Spatial annotation records »
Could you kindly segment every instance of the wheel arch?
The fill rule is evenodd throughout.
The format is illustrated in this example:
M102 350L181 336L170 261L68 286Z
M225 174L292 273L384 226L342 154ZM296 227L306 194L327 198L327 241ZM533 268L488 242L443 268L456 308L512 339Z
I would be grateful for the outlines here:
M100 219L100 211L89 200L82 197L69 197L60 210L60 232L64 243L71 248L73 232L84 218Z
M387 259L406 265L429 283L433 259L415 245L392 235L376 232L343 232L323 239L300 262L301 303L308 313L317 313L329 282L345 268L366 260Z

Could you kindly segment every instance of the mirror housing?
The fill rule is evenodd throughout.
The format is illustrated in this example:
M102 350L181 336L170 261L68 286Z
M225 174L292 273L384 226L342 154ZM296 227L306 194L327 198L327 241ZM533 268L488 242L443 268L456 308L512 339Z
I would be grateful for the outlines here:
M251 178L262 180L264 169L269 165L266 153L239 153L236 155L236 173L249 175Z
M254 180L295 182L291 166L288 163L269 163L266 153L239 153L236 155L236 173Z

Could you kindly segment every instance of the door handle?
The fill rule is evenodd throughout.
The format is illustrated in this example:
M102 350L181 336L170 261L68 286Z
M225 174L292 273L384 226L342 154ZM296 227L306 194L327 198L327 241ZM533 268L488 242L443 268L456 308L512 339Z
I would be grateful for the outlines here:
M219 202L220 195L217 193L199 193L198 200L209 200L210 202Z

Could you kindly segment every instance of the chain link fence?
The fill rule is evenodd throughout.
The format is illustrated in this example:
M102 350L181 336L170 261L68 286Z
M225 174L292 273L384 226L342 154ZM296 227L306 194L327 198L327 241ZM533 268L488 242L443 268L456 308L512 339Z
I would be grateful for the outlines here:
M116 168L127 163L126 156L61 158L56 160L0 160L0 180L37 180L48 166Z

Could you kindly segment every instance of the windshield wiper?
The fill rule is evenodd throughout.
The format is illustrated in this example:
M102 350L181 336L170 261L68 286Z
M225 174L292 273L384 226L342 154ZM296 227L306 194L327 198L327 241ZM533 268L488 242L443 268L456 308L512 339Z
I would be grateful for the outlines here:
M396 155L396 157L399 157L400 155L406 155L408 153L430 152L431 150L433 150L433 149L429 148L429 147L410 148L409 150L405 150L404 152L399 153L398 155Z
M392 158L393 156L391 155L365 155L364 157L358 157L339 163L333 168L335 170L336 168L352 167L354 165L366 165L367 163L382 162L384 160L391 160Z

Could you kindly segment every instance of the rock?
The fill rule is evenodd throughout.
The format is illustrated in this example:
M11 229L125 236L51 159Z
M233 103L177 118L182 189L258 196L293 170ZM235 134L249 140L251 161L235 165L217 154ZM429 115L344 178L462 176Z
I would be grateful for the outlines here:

Problem details »
Reproduce all of the items above, replacing each occurrence of "segment" with "outline" and leaving everything else unchanged.

Solution to the exercise »
Could you kindly outline every instance of the wheel arch?
The fill rule is evenodd throughout.
The format is illustrated in this example:
M102 350L181 336L170 261L68 286Z
M225 174L292 273L384 226L342 154ZM296 227L306 194L327 198L327 241ZM533 268L488 242L443 268L456 308L512 339Z
I would be grateful for the outlines here:
M100 219L100 211L89 200L82 197L69 197L60 210L60 232L64 243L71 248L73 232L84 218Z
M387 259L406 265L429 283L433 259L415 245L392 235L376 232L343 232L323 239L300 262L301 303L308 313L317 313L329 282L345 268L366 260Z

Could you kindly outline every instance of the mirror housing?
The fill rule is evenodd throughout.
The format is illustrated in this example:
M102 350L181 336L170 261L68 286Z
M225 174L292 273L384 226L342 154ZM296 227L306 194L327 198L327 241ZM533 268L488 242L443 268L456 308L512 339Z
I would be grateful for the outlines here:
M251 178L262 180L264 169L269 165L266 153L239 153L236 155L236 173L249 175Z
M254 180L295 182L291 166L288 163L269 163L266 153L239 153L236 155L236 173Z

Could you kindly outline every instance of the door handle?
The fill rule is evenodd throughout.
The format is illustrated in this example:
M102 350L181 336L170 261L68 286Z
M225 174L292 273L384 226L342 154ZM296 227L306 194L327 198L327 241ZM533 268L488 242L443 268L456 308L512 339Z
I would be grateful for the outlines here:
M219 202L220 195L217 193L199 193L198 200L209 200L210 202Z

Could you kindly outline every instance of the chain link fence?
The fill rule is evenodd throughout.
The format is illustrated in this example:
M102 350L181 336L170 261L68 286Z
M225 174L292 273L384 226L342 154ZM296 227L306 194L327 198L327 241ZM533 268L488 242L443 268L456 308L512 339Z
I would be grateful for the outlines here:
M116 168L127 163L126 156L61 158L56 160L0 160L0 180L37 180L48 166Z

Could you kindly outline every instance of the windshield wiper?
The fill rule is evenodd throughout.
The format is illustrated in this example:
M102 350L181 336L170 261L68 286Z
M225 174L292 273L384 226L342 154ZM296 227L306 194L327 198L327 241ZM533 268L488 242L443 268L456 308L512 339Z
I would be grateful for the outlines here:
M396 155L396 157L399 157L400 155L406 155L408 153L430 152L431 150L433 150L433 149L429 148L429 147L410 148L409 150L405 150L404 152L399 153L398 155Z
M392 158L393 156L391 155L365 155L364 157L358 157L339 163L333 168L335 170L336 168L352 167L354 165L366 165L367 163L382 162L384 160L391 160Z

Could you kindly outline every instance of the rock?
The fill rule is evenodd throughout.
The format is illustrated in this example:
M11 229L125 236L51 159Z
M233 103L177 118L182 189L258 196L293 170ZM235 134L249 140L251 161L235 165L217 154ZM429 115L344 178L462 176Z
I would be grateful for the outlines here:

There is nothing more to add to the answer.